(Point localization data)
◇ ◇ ◇ ◇ ◇
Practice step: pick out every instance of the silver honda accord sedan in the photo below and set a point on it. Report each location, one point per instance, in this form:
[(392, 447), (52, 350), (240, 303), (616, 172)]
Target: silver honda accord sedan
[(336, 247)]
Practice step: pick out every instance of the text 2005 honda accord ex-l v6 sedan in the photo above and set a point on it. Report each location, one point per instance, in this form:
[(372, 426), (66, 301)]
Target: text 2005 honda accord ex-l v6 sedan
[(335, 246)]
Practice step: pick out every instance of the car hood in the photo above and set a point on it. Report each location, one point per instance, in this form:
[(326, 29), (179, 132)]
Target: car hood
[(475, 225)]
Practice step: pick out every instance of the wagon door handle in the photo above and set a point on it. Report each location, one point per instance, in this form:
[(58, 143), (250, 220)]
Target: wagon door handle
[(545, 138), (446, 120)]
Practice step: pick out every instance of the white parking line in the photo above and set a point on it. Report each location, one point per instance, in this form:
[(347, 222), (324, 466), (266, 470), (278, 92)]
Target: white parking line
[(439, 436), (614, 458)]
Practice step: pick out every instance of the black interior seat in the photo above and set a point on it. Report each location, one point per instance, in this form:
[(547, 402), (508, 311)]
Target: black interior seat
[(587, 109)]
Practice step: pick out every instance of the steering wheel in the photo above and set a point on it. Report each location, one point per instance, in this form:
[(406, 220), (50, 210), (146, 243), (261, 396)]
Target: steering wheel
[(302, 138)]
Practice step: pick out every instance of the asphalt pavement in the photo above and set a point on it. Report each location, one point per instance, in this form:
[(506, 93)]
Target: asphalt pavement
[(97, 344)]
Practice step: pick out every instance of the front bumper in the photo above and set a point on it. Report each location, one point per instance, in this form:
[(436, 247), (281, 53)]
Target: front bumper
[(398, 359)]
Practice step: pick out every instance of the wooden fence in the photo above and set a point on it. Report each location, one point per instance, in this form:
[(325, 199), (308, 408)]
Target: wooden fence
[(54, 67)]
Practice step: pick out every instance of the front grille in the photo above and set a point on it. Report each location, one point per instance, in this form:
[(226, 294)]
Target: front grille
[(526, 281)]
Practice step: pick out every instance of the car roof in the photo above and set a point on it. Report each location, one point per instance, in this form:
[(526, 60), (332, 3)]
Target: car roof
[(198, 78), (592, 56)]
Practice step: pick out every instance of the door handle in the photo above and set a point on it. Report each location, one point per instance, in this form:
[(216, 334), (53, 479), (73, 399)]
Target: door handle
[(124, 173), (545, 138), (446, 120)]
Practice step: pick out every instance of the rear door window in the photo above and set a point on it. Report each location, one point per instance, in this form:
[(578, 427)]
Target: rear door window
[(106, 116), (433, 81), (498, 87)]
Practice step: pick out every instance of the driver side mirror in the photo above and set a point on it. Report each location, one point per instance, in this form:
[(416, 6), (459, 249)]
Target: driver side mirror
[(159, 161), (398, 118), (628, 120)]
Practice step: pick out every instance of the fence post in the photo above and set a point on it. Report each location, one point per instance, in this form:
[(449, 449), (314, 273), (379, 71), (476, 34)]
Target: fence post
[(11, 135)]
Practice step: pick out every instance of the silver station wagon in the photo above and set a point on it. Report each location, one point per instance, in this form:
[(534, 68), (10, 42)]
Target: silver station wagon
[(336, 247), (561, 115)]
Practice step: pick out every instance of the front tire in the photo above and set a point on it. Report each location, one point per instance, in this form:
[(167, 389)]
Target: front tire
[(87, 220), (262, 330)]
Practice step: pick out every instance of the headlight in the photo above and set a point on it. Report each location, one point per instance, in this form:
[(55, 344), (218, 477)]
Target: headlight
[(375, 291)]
◇ ◇ ◇ ◇ ◇
WHAT TO WORK ON ▸
Could you give again exactly the lines from the line containing "Practice step: pick out every instance of the front grille" through the final line of the data above, and no others?

ANSWER TO THE EXERCISE ▸
Practice step: pick out every instance of the front grille in the photo above and set a point on it. Report each location, one point per instance, in this form:
[(226, 294)]
Target: front grille
[(526, 281)]
Practice step: pick out every instance of the car roof in the photo above and set a point on it. Report each location, one point per instance, in this form:
[(526, 60), (332, 3)]
Target: car roof
[(198, 78), (592, 56)]
Practice step: pick out every instance of the door handle in the photo above and set a point on it. Report each location, one point per instance, in this form:
[(216, 334), (53, 479), (73, 399)]
Target: door handle
[(124, 173), (545, 138), (446, 120)]
Practice step: pick out every instance of the rear door window in the photo above and set a point on it. Report each location, one point per instance, in this form:
[(578, 427)]
Target: rear door window
[(106, 116), (433, 81), (498, 87)]
Practice step: pick out every instance of the driver side mirror in the photo above and set a point on it. Report each location, one point per instance, in this form:
[(416, 6), (459, 249)]
Target: driver side mirror
[(159, 161), (398, 118), (628, 120)]
Practice step: pick out every instance of the fence post in the photo above and set a point on it. Report each location, one point per instance, in this form:
[(449, 449), (314, 273), (379, 71), (476, 34)]
Target: fence post
[(11, 135)]
Practice step: pick out every instance of the silver station wagon in the photo above and set a point on it. Report each location, one point per instance, in this form:
[(534, 68), (10, 42)]
Target: silver station wagon
[(336, 247), (561, 115)]
Practice step: pick out every instance of the front tire in the photo above and set a point on it. Report each location, one point per instance, in this form:
[(167, 389)]
Target: front tire
[(87, 220), (262, 330)]
Practice step: pick out every instance of the headlight in the photo above and set a point on it. Report each location, one point per instance, in this form:
[(55, 344), (218, 477)]
Target: headlight
[(375, 291)]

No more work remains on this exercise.